_WHAT TO WORK ON_
Print each of the following rows verbatim, from the first to the last.
········
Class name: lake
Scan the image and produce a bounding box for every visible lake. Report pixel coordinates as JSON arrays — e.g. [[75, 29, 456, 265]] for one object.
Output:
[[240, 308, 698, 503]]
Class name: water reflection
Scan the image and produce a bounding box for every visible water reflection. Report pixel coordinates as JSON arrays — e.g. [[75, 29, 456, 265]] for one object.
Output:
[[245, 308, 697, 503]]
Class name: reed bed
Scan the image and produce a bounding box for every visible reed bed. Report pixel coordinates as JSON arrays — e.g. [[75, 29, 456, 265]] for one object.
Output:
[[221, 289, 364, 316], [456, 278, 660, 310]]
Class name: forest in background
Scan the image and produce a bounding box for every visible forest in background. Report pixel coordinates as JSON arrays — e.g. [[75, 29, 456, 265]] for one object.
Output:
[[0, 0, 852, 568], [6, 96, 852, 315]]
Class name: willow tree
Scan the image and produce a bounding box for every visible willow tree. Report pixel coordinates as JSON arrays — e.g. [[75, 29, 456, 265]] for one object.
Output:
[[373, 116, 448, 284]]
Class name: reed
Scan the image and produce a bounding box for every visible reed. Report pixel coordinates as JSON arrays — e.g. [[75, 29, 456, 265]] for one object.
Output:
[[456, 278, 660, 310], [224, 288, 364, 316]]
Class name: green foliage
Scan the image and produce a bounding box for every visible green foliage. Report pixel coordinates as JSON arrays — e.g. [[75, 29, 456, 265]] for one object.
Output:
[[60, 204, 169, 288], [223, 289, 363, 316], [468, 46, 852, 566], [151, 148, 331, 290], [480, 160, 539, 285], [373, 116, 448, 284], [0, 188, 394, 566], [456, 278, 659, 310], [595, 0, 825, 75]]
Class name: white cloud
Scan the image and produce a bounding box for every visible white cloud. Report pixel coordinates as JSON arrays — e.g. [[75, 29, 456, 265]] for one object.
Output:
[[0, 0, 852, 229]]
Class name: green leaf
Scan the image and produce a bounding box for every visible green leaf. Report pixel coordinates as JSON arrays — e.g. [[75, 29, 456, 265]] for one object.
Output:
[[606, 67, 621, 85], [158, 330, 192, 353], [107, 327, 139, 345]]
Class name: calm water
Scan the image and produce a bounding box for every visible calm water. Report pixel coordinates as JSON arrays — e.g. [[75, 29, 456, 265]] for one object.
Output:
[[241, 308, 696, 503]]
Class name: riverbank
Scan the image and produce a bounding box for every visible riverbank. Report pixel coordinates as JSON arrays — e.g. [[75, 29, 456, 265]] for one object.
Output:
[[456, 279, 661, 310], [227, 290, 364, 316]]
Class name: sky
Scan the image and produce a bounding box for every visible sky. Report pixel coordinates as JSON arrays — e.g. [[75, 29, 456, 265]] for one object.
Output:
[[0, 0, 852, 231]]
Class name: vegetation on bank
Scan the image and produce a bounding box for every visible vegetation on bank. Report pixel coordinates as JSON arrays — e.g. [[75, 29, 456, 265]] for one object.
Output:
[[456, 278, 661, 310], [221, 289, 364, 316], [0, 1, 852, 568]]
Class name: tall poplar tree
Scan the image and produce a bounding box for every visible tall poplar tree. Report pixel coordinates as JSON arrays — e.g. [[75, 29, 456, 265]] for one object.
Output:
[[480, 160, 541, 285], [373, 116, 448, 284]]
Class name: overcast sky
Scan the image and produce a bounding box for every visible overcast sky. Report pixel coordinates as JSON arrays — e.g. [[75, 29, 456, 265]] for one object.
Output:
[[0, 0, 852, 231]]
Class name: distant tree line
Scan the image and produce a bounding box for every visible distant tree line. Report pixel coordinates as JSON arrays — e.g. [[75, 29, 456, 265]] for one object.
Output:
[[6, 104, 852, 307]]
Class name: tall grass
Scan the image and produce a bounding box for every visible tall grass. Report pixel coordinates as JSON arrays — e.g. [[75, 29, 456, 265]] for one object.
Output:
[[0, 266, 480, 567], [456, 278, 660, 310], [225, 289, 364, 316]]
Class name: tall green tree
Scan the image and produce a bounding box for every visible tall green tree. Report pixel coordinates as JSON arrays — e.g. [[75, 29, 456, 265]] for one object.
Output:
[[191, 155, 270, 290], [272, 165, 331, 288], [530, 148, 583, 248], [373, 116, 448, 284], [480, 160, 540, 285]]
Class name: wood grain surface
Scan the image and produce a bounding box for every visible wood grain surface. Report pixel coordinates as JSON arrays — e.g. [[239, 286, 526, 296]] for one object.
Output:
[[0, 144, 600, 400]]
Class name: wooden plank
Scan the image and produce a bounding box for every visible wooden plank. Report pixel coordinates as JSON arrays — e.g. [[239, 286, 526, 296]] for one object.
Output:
········
_SOLUTION TO THE PROBLEM_
Class name: lake
Scan the image and produce a bounding box for every visible lake. Report pixel coordinates as JSON arrays — e.g. [[75, 29, 456, 265]] for one object.
Output:
[[240, 308, 698, 503]]
Class name: water reflection
Scan the image and produce a bounding box for every visible water reflection. Report pixel coordinates as JSON arrays — e.g. [[75, 29, 456, 265]] for one object.
Output:
[[245, 308, 697, 503]]
Class name: reed bed
Scan the image and produce a bounding box for every visible reed bed. Report pixel coordinates as JSON arrays — e.g. [[75, 29, 456, 265]] for one object.
Output:
[[221, 289, 364, 316], [456, 278, 660, 310]]
Class name: forest in background
Scan the image and produce a bounding box for every visible forest in background. Report pixel coordinates as JSON arrays — e.g. [[75, 29, 456, 265]] for one object.
Output:
[[0, 0, 852, 568], [6, 96, 852, 315]]
Class name: willow tree
Scan the image and produce a bounding box for every visible willow tree. Report pixel coordinates as JSON arrays — e.g. [[75, 29, 456, 265]] for one object.
Output:
[[373, 116, 448, 284]]
Class name: reed
Scan the image and produce a bounding box for every visible reed. Report pixel coordinates as JSON arrays — e.g. [[75, 29, 456, 265]] for one object.
Output:
[[456, 278, 660, 310], [224, 288, 364, 316]]
Class name: green foliage
Scan the image and produce a bounding box for every visible green foliage. Report pixel coordinates as JSON arrays — e.g. [[75, 29, 456, 265]] for one object.
Output:
[[60, 204, 169, 288], [223, 289, 363, 316], [468, 46, 852, 566], [151, 148, 331, 290], [480, 160, 539, 285], [373, 116, 448, 284], [0, 188, 394, 566], [456, 278, 659, 310], [595, 0, 825, 75]]
Class name: white cloud
Scan the image and produce a bounding box for every visible white cloud. Report pixel coordinates as JSON arrays — e.g. [[75, 29, 456, 265]] for one object.
Output:
[[0, 0, 852, 229]]
Class name: green leaf
Scan the image and produce a bounding box for every visible green leaf. Report pixel coordinates as JSON arrays — e.g. [[75, 29, 456, 265]] for one object.
Output:
[[606, 67, 621, 85], [158, 330, 192, 353], [107, 327, 139, 345]]
Class name: calm water
Scan the image and produce a bounding box for every visible calm water. Report pixel coordinates as JSON arrays — e.g. [[75, 29, 456, 265]] for one object.
Output:
[[241, 308, 696, 503]]
Class name: riverbank
Scan the image and produce a bounding box for every visible riverbank. Report pixel coordinates as JSON arrays — e.g. [[75, 29, 456, 265]] for one object.
Output:
[[456, 279, 661, 310], [227, 290, 364, 316]]
Class name: sky
Scan the image and produce a bounding box for every visible sky. Report pixel coordinates as JSON arrays — e.g. [[75, 29, 456, 265]] for one object.
Output:
[[0, 0, 852, 231]]
Class name: vegetation on bank
Scan the image and produce a bounding box for every visible vegetation on bank. Report pixel coordinates as JSON arrays — e.g. [[75, 29, 456, 265]] for one object.
Output:
[[456, 278, 661, 310], [221, 289, 364, 316], [0, 1, 852, 568]]
Class name: tall poplar tree
Scan the image and produce a bounding box for every visible tall poplar tree. Report pixel coordinates as JSON arrays — e.g. [[75, 29, 456, 265]] for one object.
Output:
[[480, 160, 541, 285], [373, 116, 448, 284]]
Class name: overcast sky
Scan the image and produce a bounding box for every visible overcast sky. Report pixel coordinates as JSON arrays — e.g. [[75, 29, 456, 265]] for one object.
Output:
[[0, 0, 852, 231]]
Class name: distant tree line
Scan the image and produce a bounding box for every visible distant tree line. Report pixel coordinates as JSON arrays — e.g. [[75, 29, 456, 265]] for one object.
Output:
[[6, 104, 852, 307]]
Class name: tall grass
Scan the image and produce a bounding box for every visible tall grass. Report pixel coordinates as JSON arrays — e.g. [[75, 29, 456, 265]] for one object.
Output:
[[0, 266, 480, 567], [456, 278, 660, 310], [225, 289, 364, 316]]
Class name: tall green tree
Scan the image and produce a bounding box for every visible tall green tree. Report pixel coordinates as JSON arrays — e.g. [[75, 29, 456, 265]] for one object.
Output:
[[191, 155, 270, 290], [272, 165, 331, 288], [530, 148, 583, 248], [373, 116, 448, 284], [480, 160, 540, 285]]
Class name: wood grain surface
Scan the image and produce a bounding box for every visible wood grain surface. Report pixel coordinates as JSON arrays — e.g. [[239, 286, 526, 296]] for one object.
Output:
[[0, 144, 600, 400]]
Class name: wooden plank
Scan the image and produce a bounding box for every visible wooden plank. Report pixel coordinates as JSON arrays — e.g. [[239, 286, 526, 296]] for one object.
Output:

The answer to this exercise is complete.